*THE PROBLEM*. Which lines in the rows below contain the string "shirt"? Locate each one and copy it in full.

*DATA LINES*.
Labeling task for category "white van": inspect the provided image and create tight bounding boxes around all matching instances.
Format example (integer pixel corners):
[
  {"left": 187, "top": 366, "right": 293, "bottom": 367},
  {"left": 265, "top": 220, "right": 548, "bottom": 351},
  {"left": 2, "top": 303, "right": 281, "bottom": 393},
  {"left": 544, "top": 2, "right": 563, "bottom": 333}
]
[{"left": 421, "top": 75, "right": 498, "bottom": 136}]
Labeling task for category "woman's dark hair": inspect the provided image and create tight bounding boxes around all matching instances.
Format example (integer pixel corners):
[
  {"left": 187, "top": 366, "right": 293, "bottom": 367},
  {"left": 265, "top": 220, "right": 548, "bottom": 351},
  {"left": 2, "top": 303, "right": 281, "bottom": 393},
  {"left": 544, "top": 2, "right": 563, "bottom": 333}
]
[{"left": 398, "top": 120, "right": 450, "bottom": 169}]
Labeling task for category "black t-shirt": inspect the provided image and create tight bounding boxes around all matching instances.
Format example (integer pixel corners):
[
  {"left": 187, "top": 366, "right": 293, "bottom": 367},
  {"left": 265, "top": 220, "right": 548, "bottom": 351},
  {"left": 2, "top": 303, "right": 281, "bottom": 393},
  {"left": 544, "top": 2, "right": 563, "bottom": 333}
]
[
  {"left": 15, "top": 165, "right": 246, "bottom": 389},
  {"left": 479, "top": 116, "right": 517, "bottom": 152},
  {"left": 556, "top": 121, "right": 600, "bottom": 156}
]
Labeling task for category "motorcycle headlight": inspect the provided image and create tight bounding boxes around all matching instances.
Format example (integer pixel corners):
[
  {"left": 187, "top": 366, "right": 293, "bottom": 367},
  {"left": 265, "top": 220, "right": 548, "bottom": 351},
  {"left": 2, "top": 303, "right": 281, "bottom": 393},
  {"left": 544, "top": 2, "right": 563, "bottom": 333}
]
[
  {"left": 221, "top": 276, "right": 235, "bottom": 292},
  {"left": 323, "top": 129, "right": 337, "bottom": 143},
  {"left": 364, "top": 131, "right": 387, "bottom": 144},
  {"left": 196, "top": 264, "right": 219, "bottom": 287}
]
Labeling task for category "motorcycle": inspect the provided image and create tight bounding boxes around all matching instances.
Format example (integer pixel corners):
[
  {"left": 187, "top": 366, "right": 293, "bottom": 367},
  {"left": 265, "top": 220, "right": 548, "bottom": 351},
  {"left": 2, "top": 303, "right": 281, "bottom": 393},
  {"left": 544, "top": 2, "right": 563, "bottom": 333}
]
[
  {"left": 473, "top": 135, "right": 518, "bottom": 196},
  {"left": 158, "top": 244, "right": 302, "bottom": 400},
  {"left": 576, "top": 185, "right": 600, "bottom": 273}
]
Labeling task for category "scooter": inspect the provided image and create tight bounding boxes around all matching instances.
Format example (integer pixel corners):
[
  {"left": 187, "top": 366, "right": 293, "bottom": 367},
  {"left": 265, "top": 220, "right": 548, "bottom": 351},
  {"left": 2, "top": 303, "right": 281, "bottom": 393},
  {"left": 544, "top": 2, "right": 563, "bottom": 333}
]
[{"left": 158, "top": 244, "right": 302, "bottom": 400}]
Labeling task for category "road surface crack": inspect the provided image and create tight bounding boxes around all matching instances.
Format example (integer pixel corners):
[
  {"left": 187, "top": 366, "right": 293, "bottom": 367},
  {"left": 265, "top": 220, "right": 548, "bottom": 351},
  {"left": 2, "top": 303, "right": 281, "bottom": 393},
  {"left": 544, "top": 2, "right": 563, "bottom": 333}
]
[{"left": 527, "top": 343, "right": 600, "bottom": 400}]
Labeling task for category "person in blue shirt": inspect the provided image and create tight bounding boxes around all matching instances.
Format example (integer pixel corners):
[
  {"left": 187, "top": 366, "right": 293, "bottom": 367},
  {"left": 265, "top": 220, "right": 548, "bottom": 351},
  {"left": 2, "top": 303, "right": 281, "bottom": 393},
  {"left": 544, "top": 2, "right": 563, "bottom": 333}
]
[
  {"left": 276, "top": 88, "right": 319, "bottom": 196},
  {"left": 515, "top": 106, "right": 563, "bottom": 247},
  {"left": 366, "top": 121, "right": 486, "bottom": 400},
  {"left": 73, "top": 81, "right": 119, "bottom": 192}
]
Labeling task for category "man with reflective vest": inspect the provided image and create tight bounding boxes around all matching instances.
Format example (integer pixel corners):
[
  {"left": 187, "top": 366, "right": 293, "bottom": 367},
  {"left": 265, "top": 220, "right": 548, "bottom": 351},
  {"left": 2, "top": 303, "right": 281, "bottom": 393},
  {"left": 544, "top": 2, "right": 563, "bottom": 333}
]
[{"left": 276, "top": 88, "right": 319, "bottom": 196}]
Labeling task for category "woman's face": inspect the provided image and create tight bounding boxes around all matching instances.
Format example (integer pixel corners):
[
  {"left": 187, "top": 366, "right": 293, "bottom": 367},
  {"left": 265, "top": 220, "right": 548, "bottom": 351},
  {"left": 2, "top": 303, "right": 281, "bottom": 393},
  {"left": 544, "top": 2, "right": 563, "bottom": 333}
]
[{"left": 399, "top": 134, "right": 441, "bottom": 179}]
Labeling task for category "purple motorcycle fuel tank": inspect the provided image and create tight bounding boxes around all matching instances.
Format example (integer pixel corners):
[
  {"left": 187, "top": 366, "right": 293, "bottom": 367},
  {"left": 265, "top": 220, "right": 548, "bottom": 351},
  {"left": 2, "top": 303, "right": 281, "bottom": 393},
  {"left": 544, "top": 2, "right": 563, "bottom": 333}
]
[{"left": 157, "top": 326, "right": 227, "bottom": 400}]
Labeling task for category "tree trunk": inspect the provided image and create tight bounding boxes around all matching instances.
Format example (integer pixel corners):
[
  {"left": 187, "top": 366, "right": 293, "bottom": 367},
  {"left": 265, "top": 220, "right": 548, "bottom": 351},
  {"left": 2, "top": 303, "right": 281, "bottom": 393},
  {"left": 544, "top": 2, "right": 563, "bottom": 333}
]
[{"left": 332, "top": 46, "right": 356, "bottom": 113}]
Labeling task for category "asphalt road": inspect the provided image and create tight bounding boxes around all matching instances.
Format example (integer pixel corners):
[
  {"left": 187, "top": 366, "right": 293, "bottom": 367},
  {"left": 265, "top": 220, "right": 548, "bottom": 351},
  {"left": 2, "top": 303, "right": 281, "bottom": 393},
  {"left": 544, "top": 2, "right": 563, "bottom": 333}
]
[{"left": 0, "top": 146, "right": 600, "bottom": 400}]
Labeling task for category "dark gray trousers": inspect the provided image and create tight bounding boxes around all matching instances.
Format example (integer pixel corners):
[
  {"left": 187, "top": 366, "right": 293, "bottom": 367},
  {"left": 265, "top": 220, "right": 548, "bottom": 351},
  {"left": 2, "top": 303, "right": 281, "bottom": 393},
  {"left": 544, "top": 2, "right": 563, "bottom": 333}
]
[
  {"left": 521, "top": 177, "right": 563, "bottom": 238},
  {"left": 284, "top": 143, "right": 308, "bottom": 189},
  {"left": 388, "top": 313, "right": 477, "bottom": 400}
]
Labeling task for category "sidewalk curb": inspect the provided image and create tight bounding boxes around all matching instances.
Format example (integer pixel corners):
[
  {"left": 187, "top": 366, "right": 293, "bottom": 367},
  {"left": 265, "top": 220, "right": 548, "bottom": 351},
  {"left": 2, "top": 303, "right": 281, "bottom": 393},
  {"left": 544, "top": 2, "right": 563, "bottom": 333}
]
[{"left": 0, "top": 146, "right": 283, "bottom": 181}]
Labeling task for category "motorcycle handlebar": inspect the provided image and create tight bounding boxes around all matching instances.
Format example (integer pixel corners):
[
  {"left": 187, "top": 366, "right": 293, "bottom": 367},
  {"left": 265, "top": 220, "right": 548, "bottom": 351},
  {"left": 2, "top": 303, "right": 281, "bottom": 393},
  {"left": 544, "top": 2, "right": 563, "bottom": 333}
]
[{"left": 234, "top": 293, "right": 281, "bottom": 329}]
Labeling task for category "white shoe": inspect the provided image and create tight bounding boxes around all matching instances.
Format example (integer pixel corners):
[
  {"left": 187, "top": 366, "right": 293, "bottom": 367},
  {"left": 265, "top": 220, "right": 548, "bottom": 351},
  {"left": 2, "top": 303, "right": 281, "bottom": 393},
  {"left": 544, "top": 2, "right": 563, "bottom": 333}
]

*REPLY TO THE EXERCISE*.
Labeling task for category "black t-shirt": inspect the provided image and create tight bounding boxes around all matching instances.
Labeling task for category "person in blue shirt": inspect the provided image and create tight bounding boxes around all matching instances.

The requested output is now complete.